__The problem__. Reproduce the stretch from the line that contains "--target lamp post" through the line that contains "M 374 107 L", both included, exactly as it appears in the data below.

__Excerpt from a dataset__.
____________________

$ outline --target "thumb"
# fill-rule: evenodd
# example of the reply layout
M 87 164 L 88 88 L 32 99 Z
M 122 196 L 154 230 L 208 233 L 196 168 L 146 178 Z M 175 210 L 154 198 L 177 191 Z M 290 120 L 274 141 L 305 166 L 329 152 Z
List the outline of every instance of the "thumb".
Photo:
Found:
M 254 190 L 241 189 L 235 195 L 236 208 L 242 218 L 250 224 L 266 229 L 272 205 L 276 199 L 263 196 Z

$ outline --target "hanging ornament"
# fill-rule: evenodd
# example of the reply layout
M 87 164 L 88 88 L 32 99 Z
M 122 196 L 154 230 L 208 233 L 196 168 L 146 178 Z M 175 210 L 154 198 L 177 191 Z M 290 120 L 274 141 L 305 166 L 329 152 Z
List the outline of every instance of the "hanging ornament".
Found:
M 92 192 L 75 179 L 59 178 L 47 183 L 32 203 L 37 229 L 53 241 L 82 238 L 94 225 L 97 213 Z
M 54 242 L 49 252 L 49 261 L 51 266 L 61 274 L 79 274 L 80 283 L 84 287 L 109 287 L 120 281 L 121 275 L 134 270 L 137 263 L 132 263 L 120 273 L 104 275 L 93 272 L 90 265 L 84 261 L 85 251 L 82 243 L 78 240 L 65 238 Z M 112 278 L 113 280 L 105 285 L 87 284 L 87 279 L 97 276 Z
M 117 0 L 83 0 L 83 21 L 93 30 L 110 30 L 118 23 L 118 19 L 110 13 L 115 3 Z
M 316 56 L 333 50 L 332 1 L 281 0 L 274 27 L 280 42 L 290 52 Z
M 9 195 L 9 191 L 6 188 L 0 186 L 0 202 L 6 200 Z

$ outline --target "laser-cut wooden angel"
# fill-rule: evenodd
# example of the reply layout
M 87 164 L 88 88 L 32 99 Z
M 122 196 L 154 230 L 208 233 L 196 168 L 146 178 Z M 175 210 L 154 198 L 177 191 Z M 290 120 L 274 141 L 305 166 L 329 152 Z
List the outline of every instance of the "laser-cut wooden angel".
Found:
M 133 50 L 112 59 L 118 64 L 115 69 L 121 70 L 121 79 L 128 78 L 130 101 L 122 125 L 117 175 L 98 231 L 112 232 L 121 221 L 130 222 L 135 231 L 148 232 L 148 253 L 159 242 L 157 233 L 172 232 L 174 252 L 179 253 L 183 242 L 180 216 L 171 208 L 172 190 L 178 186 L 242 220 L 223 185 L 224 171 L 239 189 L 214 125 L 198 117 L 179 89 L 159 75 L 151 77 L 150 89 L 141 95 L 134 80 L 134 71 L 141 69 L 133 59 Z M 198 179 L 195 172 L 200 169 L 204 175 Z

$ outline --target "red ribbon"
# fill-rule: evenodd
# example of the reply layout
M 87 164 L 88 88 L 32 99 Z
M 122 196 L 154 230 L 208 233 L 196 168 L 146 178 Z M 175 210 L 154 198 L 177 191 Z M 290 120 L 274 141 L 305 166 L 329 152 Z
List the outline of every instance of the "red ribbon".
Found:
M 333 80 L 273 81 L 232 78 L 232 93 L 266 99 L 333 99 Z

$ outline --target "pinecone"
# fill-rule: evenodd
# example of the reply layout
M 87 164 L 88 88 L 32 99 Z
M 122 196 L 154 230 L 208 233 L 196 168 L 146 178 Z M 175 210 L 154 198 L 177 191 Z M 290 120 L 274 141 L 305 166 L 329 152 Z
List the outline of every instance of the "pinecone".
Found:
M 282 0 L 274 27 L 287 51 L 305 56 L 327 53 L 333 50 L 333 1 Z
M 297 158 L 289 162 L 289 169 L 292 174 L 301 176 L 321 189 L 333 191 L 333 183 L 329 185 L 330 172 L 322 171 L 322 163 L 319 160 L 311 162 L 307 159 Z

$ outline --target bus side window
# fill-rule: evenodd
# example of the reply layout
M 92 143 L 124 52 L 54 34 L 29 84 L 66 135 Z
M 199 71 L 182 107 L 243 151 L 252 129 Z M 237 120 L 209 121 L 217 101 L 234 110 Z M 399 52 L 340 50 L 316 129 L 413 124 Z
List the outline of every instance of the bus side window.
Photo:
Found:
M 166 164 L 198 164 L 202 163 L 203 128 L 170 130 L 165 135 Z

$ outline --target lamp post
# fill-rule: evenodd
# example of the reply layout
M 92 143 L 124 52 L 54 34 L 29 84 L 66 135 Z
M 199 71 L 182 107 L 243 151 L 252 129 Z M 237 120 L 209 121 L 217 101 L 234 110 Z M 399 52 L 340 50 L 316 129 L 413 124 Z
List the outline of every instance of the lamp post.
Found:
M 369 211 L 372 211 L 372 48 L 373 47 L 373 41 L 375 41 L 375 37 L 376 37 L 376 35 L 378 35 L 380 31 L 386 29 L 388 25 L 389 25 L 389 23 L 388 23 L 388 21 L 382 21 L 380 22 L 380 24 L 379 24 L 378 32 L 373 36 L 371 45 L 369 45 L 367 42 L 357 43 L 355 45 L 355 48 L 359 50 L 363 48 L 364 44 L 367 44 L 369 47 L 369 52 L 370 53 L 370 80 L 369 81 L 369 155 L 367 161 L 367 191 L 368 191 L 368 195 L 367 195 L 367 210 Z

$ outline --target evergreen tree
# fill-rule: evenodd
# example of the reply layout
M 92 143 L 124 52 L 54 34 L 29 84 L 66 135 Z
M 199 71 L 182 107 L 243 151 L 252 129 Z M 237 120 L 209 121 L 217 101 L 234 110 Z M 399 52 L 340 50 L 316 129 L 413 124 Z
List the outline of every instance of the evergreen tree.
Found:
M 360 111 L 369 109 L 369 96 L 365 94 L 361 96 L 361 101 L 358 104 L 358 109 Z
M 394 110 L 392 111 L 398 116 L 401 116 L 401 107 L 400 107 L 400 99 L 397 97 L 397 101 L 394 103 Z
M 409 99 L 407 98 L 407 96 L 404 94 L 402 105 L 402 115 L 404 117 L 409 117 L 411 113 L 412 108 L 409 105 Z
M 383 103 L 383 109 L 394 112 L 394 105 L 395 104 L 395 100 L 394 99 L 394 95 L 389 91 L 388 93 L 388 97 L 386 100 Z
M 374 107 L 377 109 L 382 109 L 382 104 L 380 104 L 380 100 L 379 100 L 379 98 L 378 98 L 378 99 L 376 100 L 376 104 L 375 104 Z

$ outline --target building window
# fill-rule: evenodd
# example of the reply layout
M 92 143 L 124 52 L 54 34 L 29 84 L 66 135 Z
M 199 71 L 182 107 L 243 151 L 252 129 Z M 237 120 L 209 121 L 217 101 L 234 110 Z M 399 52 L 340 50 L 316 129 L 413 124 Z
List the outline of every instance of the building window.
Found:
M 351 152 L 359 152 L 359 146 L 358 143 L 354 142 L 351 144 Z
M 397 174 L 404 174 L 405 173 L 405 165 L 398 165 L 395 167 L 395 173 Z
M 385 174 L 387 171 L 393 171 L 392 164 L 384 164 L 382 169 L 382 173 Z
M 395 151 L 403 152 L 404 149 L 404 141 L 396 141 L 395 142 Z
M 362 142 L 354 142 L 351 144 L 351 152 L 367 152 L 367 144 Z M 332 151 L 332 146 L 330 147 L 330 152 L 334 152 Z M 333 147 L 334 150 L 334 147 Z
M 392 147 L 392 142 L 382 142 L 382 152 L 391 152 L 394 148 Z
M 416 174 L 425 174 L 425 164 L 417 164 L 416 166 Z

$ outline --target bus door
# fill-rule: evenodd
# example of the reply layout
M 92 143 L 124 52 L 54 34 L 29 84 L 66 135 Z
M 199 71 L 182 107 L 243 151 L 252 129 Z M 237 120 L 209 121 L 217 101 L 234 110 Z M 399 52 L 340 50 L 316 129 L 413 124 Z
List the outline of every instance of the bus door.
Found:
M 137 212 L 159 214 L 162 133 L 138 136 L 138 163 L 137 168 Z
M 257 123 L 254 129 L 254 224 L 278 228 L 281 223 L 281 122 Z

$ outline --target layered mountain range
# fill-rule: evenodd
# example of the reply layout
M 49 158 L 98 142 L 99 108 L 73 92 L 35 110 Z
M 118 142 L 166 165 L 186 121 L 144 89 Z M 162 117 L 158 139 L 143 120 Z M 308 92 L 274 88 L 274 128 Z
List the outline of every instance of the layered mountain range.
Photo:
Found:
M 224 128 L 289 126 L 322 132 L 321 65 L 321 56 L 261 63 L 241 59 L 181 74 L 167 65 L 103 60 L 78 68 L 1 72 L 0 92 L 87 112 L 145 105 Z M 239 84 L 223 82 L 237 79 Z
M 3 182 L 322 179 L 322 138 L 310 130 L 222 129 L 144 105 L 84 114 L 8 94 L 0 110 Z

____________________

__Exercise solution__.
$ outline --target lamp post
# fill-rule: evenodd
# example of the reply layout
M 92 143 L 124 52 L 54 34 L 29 84 L 66 135 Z
M 199 71 L 182 107 L 243 151 L 252 129 Z M 237 120 L 209 121 L 217 101 L 234 110 Z M 399 52 L 340 50 L 316 129 L 413 124 Z
List the outline of every instance of the lamp post.
Found:
M 369 211 L 372 211 L 372 48 L 373 47 L 373 41 L 375 41 L 375 37 L 376 37 L 376 35 L 378 35 L 380 31 L 386 29 L 388 25 L 389 25 L 389 23 L 388 23 L 388 21 L 382 21 L 380 22 L 380 24 L 379 24 L 378 32 L 373 36 L 371 45 L 369 45 L 367 42 L 357 43 L 355 45 L 355 48 L 359 50 L 363 48 L 364 44 L 367 44 L 369 47 L 369 52 L 370 53 L 370 80 L 369 81 L 369 155 L 367 161 L 367 191 L 368 191 L 368 195 L 367 195 L 367 210 Z

$ outline --target evergreen tree
# fill-rule: evenodd
# example of the reply layout
M 92 143 L 124 52 L 54 34 L 29 84 L 66 135 Z
M 199 71 L 182 107 L 243 151 L 252 129 Z M 237 120 L 209 121 L 217 101 L 234 110 Z M 399 52 L 340 50 L 316 129 L 413 124 Z
List the outline of every instance of the evergreen tree.
Found:
M 360 111 L 369 109 L 369 96 L 365 94 L 361 96 L 361 101 L 358 104 L 358 109 Z
M 394 110 L 392 111 L 398 116 L 401 116 L 401 107 L 400 107 L 400 99 L 397 97 L 397 101 L 394 103 Z
M 409 99 L 407 98 L 407 96 L 404 94 L 402 105 L 402 115 L 404 117 L 409 117 L 411 113 L 412 108 L 409 105 Z
M 383 103 L 383 109 L 394 112 L 394 105 L 395 104 L 395 100 L 394 99 L 394 95 L 389 91 L 388 93 L 388 97 L 386 100 Z
M 374 107 L 377 109 L 382 109 L 382 104 L 380 104 L 380 100 L 379 100 L 379 98 L 378 98 L 378 99 L 376 100 L 376 104 L 375 104 Z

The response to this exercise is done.